_DATA SUPPLIED_

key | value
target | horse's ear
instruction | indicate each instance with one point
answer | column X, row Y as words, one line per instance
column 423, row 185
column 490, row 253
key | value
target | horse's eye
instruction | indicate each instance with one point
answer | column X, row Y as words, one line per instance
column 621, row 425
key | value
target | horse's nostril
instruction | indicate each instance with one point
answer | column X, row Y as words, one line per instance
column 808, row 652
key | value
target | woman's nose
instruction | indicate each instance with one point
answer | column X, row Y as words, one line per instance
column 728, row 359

* * *

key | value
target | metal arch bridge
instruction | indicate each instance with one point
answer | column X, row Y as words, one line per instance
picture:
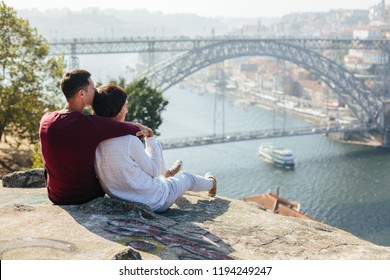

_STATED EXERCISE_
How many lines in the material above contain the word "target"? Give only the number.

_TASK SOLUTION_
5